### Selected extract
****************************************
No variation to the Contract will be effective until it has been recorded in writing and signed by
the Purchaser and the Contractor.
21) Duration
The Contract will begin on the ‘Contract start’ date and will be completed by the ‘Contract
delivery’ date.
22) Contractor’s Personnel
The Purchaser has the right to reject any person or persons proposed by the Contractor to work
under the Contract. If the Purchaser gives the Contractor notice of rejection of any person or
persons, the Contractor will submit other suitably qualified person or persons for consideration
by the Purchaser. The decision of the Purchaser as to the acceptability of individuals proposed
by the Contractor shall be final and conclusive. The Contractor will bear the cost of any notice,
instruction or decision of the Purchaser under this Clause. .
23) Purchaser Property
(i) All Purchaser Property will remain the property of the Purchaser and will be used solely
in the performance of the Contract and for no purpose without the prior written approval of
the Purchaser.
(ii) The Contractor will be liable for any loss of or damage to any Purchaser Property unless
the Contractor is able to demonstrate that such loss or damage was caused or contributed to
by the act, neglect or default of the Purchaser.
(iii) The Contractor will maintain all items of Purchaser Property in good and serviceable
condition, fair wear and tear excepted and in accordance with the manufacturers
recommendations.
****************************************
### What you will do
**a.** Answer these questions from the contract excerpt, giving one line for each:
(i) What must happen before a variation to the Contract takes effect?
(ii) Whose decision on the acceptability of proposed individuals is final and conclusive?
(iii) When is the Contractor not liable for loss of or damage to Purchaser Property?
**b.** List every numbered clause heading in the contract excerpt, with its number.
**c.** Carry on the contract excerpt, starting after the final sentence of the Purchaser Property clause.
****************************************
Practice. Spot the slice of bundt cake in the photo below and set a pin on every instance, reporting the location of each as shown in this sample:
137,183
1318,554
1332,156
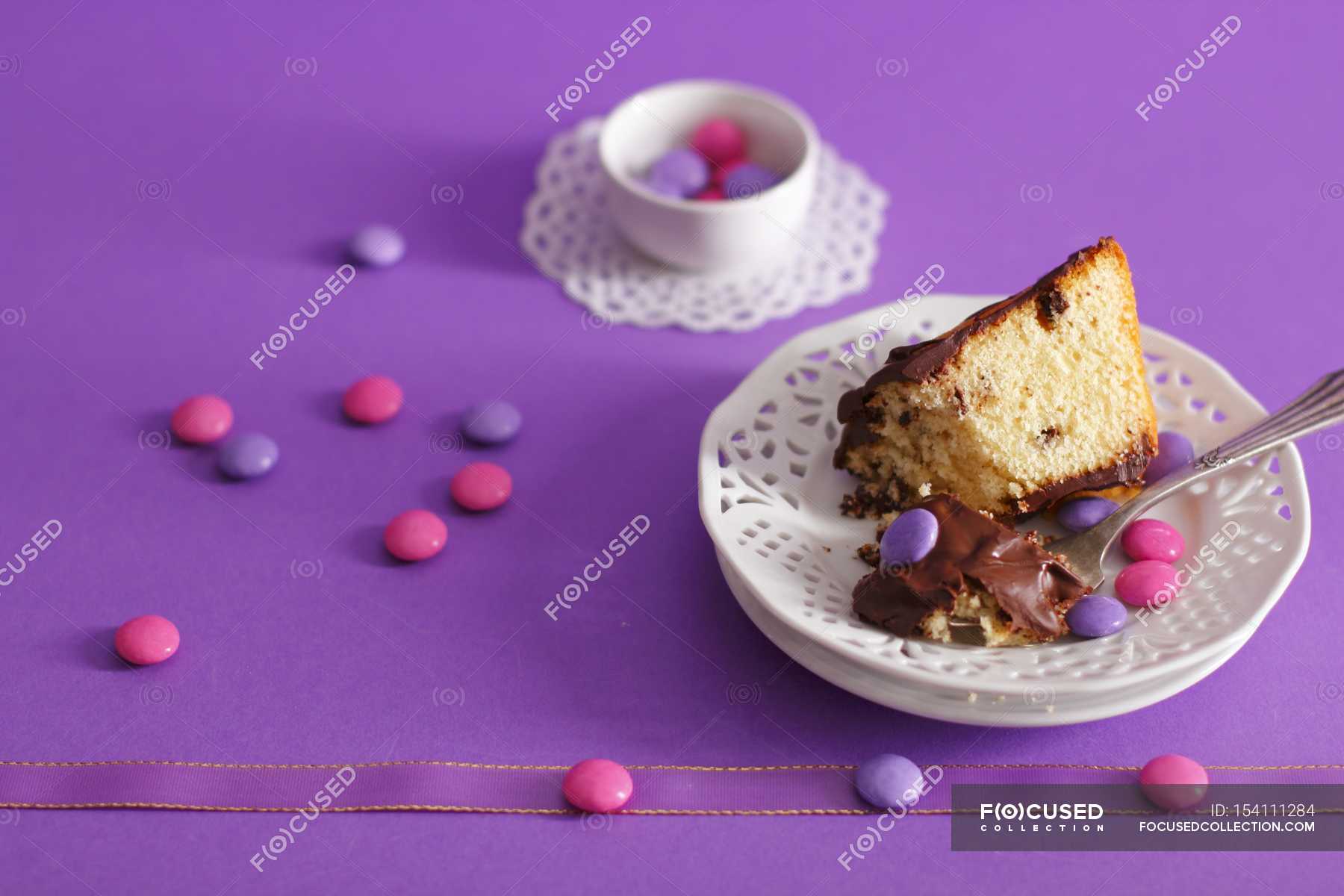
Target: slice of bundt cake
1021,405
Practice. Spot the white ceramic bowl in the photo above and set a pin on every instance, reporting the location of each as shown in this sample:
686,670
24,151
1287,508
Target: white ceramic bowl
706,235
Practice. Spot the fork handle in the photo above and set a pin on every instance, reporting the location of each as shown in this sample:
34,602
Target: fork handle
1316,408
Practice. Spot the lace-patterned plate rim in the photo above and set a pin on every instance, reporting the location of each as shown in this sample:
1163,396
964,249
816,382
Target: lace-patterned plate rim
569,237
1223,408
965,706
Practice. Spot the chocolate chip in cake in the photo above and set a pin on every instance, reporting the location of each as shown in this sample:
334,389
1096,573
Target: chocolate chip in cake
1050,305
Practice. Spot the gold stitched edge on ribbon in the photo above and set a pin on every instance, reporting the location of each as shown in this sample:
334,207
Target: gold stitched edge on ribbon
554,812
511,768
****************************************
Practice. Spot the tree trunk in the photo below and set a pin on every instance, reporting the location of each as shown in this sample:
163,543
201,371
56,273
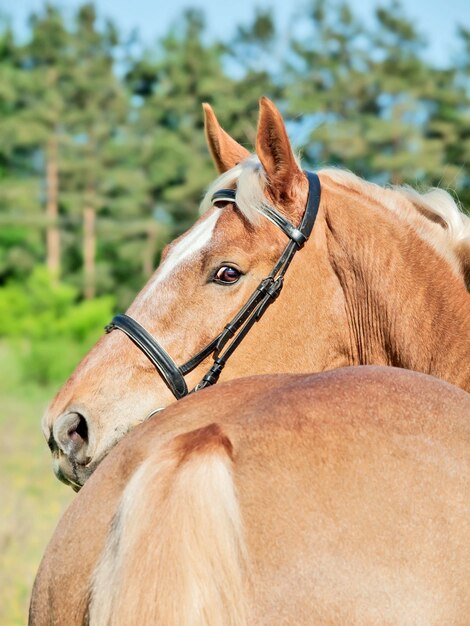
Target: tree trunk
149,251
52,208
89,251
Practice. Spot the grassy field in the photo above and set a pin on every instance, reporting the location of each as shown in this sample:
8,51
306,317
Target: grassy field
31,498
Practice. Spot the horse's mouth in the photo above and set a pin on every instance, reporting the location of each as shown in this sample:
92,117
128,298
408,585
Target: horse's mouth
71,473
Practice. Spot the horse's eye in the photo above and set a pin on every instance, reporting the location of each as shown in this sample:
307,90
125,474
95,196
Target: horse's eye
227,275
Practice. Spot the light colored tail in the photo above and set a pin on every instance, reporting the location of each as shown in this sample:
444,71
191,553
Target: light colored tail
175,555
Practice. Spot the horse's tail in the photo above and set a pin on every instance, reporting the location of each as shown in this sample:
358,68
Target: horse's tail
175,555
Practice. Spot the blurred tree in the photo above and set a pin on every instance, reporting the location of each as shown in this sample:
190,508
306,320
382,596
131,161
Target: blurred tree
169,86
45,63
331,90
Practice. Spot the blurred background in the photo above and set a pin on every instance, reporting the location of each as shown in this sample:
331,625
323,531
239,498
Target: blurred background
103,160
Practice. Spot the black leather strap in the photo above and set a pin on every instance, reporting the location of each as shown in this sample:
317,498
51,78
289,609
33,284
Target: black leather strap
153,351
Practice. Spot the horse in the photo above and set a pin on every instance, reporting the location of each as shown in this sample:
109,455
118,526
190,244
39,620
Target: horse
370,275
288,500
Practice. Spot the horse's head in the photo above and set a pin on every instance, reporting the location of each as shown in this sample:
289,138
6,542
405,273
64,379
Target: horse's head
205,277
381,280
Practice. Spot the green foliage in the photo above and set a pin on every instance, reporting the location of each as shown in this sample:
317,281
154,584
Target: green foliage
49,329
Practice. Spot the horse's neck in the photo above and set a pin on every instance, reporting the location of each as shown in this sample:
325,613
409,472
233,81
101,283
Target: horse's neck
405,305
****************************************
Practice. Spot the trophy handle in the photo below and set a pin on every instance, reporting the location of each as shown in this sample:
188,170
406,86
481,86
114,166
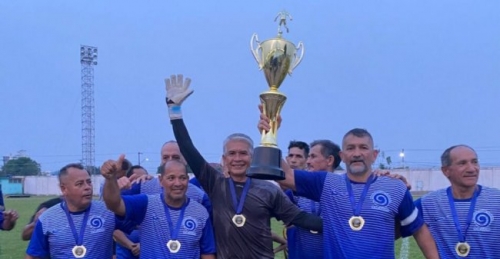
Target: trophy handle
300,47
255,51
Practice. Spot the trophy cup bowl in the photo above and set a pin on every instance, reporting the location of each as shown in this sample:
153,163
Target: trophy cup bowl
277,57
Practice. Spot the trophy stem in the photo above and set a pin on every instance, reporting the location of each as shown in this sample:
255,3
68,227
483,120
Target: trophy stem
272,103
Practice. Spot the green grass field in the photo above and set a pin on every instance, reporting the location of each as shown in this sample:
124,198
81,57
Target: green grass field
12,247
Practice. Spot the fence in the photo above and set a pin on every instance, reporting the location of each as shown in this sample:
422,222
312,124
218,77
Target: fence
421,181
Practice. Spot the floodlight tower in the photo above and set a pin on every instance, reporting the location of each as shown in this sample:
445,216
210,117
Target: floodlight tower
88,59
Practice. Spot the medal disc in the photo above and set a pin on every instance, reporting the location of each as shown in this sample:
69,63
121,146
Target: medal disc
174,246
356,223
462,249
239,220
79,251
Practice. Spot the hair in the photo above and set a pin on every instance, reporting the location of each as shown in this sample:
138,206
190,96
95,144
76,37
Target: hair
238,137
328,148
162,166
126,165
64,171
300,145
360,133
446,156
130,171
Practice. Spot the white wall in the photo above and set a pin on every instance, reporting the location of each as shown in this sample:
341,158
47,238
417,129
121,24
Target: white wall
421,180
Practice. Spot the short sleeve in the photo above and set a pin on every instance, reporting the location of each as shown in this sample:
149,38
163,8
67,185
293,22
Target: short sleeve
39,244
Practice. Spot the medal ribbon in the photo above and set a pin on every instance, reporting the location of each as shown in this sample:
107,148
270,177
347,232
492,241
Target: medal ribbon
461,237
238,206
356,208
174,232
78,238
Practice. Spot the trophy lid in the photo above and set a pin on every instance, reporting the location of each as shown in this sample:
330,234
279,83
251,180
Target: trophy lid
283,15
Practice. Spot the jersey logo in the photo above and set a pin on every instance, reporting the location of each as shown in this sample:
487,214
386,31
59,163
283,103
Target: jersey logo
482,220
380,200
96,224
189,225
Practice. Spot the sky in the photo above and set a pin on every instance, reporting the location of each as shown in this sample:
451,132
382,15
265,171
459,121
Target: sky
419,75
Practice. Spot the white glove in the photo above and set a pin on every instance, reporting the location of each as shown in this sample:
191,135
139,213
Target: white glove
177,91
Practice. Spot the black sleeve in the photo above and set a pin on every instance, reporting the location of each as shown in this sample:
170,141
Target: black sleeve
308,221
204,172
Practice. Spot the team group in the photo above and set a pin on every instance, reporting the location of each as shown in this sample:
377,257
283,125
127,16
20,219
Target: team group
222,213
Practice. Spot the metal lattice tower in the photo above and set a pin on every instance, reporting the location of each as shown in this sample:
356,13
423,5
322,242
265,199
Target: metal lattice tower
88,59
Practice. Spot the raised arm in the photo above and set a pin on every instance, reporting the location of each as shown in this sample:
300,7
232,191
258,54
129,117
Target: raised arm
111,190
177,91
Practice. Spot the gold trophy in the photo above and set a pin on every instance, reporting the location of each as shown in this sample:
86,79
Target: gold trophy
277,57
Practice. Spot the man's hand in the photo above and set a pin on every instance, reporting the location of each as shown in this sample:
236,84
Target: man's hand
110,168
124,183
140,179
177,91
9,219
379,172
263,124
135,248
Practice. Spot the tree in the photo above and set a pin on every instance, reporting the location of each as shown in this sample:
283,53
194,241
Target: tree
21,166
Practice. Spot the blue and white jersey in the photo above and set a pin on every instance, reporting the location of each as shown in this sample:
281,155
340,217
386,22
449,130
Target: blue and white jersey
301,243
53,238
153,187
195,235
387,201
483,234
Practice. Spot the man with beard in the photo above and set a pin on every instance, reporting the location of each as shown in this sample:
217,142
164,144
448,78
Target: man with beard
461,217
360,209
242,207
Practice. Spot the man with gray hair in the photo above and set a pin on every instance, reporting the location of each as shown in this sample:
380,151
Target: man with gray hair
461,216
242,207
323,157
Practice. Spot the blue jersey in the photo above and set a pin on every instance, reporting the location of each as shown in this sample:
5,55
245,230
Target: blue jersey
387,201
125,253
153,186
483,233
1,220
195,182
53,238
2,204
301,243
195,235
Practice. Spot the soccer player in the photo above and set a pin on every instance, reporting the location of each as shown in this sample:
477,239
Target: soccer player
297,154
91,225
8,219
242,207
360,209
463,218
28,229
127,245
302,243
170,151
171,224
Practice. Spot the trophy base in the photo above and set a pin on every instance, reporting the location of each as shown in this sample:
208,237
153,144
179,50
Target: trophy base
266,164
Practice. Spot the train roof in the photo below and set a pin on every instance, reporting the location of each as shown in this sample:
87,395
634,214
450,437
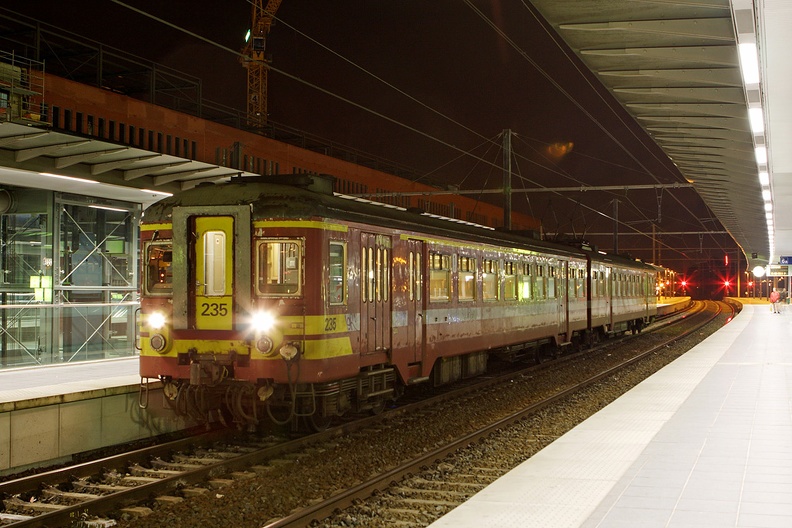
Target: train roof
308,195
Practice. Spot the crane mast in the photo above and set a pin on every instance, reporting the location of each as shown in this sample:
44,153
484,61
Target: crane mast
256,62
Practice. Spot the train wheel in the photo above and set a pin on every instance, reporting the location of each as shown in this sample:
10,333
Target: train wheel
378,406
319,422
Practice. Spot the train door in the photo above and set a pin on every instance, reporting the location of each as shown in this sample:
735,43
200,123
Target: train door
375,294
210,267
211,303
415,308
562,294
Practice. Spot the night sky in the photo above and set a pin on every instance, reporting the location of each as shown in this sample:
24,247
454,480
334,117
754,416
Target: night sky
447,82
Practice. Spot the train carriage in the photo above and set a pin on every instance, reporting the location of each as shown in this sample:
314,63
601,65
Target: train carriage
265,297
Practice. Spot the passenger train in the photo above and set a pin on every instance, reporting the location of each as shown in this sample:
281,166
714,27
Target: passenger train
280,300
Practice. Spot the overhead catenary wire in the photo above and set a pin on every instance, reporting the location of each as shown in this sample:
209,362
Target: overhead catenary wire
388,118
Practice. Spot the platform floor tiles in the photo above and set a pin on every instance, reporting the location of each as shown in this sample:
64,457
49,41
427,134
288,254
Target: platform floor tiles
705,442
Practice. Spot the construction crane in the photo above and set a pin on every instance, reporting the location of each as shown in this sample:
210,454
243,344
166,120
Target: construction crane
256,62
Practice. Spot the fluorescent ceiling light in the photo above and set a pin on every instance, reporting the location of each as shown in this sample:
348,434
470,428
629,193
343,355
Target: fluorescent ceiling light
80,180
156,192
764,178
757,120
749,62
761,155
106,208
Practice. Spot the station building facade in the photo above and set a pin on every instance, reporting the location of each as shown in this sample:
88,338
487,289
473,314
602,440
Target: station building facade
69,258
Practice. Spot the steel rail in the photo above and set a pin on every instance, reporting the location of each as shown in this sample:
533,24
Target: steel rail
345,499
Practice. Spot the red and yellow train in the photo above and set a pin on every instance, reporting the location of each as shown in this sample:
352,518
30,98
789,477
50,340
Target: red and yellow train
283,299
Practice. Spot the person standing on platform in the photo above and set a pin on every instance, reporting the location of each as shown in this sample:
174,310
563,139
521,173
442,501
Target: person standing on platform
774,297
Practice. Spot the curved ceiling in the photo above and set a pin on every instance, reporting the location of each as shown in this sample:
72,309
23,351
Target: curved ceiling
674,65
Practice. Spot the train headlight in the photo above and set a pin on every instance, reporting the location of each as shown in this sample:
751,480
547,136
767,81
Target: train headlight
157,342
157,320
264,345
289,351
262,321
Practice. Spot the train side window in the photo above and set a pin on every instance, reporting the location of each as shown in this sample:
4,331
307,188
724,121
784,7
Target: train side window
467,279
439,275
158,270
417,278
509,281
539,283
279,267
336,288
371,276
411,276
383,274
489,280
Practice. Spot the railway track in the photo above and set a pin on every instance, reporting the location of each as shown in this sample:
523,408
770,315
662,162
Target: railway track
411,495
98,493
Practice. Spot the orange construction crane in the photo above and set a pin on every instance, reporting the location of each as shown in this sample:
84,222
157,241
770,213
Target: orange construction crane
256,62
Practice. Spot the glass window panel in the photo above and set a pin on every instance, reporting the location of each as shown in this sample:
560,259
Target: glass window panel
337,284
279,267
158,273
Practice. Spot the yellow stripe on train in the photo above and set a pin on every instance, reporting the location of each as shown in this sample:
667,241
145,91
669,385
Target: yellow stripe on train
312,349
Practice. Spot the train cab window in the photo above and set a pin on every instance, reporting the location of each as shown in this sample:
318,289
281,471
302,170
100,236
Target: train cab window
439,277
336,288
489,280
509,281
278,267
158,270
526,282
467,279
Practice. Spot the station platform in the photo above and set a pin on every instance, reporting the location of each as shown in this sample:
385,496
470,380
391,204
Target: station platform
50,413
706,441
****************************************
### Answers provided
**a.**
(i) The variation must be recorded in writing and signed by the Purchaser and the Contractor.
(ii) The Purchaser's decision.
(iii) When the Contractor can demonstrate that the loss or damage was caused or contributed to by the act, neglect or default of the Purchaser.

**b.**
21) Duration
22) Contractor's Personnel
23) Purchaser Property

**c.**
24) Waiver
The failure of either the Contractor or the Purchaser to insist upon strict performance of any
provision of the Contract, or the failure of either the Contractor or the Purchaser to exercise
any right or remedy to which it is entitled under the Contract, will not constitute a waiver and
will not diminish the obligations established by the Contract. No waiver of any provision of the
contract will be effective unless it is expressly stated to be a waiver and communicated to the
other party in accordance with Clause 17 (Notices).
25) Severability
If any provision of the Contract is held invalid, illegal or unenforceable for any reason by any
court of competent jurisdiction, such provision will be severed and the remainder of the
provisions of the Contract will continue in full force and effect as if the Contract had been
executed with the invalid, illegal or unenforceable provision eliminated.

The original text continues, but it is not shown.